§ **Your instructions**:
Which lines in the entries below contain the word "pairs"? Select each such line and copy it out.

§ **Provided records**:
--- Start ---
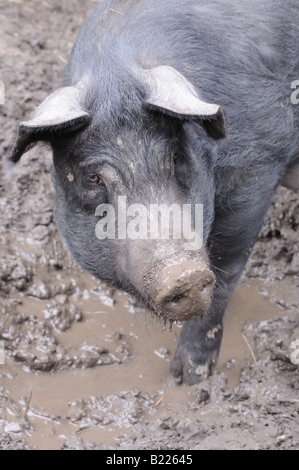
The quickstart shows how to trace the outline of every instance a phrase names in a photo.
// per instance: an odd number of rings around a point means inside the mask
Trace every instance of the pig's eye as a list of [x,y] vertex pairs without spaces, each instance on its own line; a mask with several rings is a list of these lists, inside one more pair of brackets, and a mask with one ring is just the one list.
--- End ---
--- Start ---
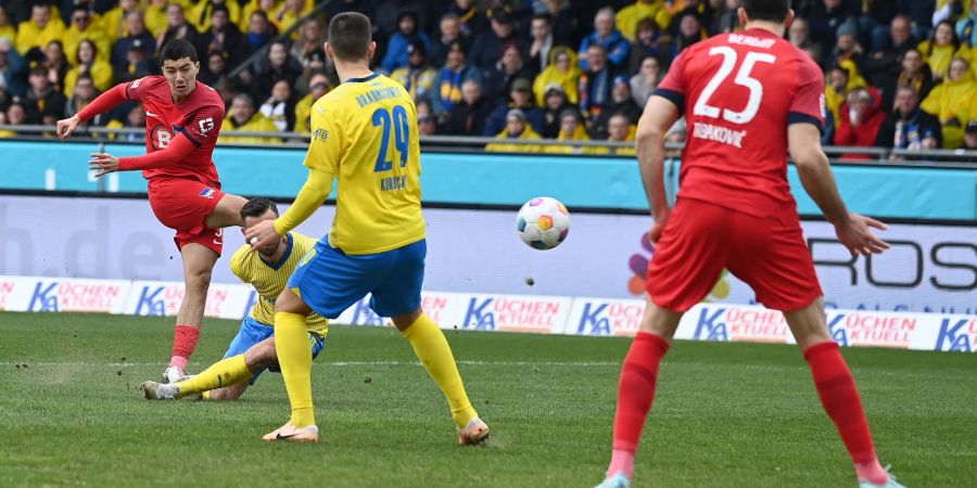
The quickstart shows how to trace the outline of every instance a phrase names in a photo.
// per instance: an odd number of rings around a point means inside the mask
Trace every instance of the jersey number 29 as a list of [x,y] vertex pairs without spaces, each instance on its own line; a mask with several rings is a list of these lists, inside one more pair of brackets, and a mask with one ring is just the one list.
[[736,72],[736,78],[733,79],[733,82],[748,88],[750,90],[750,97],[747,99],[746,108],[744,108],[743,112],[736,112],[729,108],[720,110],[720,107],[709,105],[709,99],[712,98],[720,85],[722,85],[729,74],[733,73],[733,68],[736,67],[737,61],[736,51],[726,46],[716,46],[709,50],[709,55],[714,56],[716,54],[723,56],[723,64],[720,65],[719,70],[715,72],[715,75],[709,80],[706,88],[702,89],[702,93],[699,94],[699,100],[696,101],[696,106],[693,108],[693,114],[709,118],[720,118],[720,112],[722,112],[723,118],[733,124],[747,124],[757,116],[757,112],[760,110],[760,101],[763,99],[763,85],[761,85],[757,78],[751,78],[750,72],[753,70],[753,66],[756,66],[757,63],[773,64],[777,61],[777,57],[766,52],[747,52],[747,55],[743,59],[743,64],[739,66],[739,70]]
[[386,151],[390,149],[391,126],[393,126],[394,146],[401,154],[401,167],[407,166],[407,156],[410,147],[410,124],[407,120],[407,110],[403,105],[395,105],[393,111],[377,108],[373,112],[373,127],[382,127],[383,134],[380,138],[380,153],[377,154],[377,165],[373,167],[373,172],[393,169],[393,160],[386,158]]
--- End ---
--- Start ---
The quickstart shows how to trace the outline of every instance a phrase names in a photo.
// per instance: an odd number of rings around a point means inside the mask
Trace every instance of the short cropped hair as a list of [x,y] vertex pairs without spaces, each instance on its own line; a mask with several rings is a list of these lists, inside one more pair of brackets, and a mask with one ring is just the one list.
--- End ---
§ **Result of the exercise**:
Trace every instance of the pig's eye as a list of [x,y] vertex pairs without spaces, each instance on its own line; a mask with several rings is a list of these lists, inside one more pair of brackets, and a mask with one ring is just the one list.
Trace every instance of the jersey number 29 as a list of [x,y] vertex pairs without spaces, each instance on its own line; a mask with several rings is a list of these lists, inside one more pair of brackets, and a mask with one ring is just the one list.
Trace every instance of the short cropped hair as a list of [x,y] vertex pairs without spaces, each instance on its own line; a mask with several rings is a list of these lists, inside one more pair of brackets, and a mask with one ring is just the one list.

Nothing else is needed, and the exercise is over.